Dataset entries:
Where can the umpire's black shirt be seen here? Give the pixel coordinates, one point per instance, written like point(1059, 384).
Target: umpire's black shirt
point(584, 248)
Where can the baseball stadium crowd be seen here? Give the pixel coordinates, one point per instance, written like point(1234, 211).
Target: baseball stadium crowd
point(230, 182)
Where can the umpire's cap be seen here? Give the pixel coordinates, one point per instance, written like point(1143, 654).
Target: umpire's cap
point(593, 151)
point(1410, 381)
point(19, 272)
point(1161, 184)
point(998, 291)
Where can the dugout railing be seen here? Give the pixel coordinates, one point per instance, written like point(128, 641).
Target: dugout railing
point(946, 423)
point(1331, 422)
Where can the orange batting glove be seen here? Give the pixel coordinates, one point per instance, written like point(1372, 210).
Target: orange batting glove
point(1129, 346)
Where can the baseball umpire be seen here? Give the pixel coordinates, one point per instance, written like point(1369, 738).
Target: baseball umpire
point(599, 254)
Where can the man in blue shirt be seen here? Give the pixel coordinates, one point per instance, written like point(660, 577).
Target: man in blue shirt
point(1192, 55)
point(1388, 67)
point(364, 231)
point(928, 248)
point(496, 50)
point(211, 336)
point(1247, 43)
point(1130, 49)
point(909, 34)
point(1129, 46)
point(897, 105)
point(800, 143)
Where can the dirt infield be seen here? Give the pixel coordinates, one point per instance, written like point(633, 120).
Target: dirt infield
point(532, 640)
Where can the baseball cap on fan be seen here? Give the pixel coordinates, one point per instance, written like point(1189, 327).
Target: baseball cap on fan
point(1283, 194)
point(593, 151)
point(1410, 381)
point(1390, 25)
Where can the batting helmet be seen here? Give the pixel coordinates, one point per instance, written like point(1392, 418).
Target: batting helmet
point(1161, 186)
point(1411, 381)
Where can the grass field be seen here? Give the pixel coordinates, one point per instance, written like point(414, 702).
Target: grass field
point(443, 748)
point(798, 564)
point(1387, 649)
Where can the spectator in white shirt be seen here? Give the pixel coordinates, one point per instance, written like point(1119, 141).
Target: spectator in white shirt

Short exercise: Could you return all of the rows above word for word, in their original order?

Output of the task:
Where can the umpire's black shirt be seen here? Give the pixel coordinates, one point per instance, written like point(1059, 384).
Target: umpire's black shirt
point(584, 248)
Where can the baseball stadium crowd be seen here? Give the pixel coordinates, one point per instance, written like point(1234, 211).
Target: baseball stadium crowd
point(230, 182)
Where can the umpire's cap be seen here? Give the pixel coordinates, one point per instance, written like point(1143, 654).
Target: umpire's cap
point(593, 151)
point(1410, 381)
point(19, 272)
point(1161, 184)
point(998, 291)
Where can the dugout railing be seen here? Give the pixel coordinates, one point per instance, written like point(128, 641).
Target: dugout railing
point(946, 423)
point(1331, 422)
Where can the orange batting glove be seen here? Give the pixel coordinates, one point per instance, written like point(1372, 210).
Target: orange batting glove
point(1129, 346)
Where can the baseball umpire be seen here? Give the pixel coordinates, one point per instance, written like point(1369, 738).
Target: baseball umpire
point(599, 254)
Where can the man in blue shirt be seen here? Give the pixel coordinates, one point per instance, written like point(660, 577).
Target: man in blue shirt
point(1192, 55)
point(1388, 67)
point(364, 231)
point(928, 248)
point(496, 50)
point(211, 336)
point(1247, 43)
point(1130, 49)
point(909, 34)
point(1129, 46)
point(897, 105)
point(800, 143)
Where can the dirt infield be seen here? Give the pixel coordinates, one point per instance, written like point(633, 120).
Target: dirt infield
point(532, 640)
Where can the baseball cap on fan be seen here? Give the pixel coordinates, one point per instance, written like point(1189, 327).
Target: baseball cap on fan
point(1283, 194)
point(593, 151)
point(1410, 381)
point(1390, 25)
Where can the batting helmet be seen here? Give the pixel coordinates, one point per instance, written like point(1392, 418).
Target: batting helmet
point(1161, 186)
point(1411, 381)
Where can the grass field be seen here? Give the pixel coordinates, one point per instance, written like point(414, 702).
Target: grass field
point(443, 748)
point(798, 564)
point(1387, 649)
Where can the spectator in white shirt be seen here? Give the pixel coordinates, one point per instance, written like point(1119, 141).
Target: spectator in white shirt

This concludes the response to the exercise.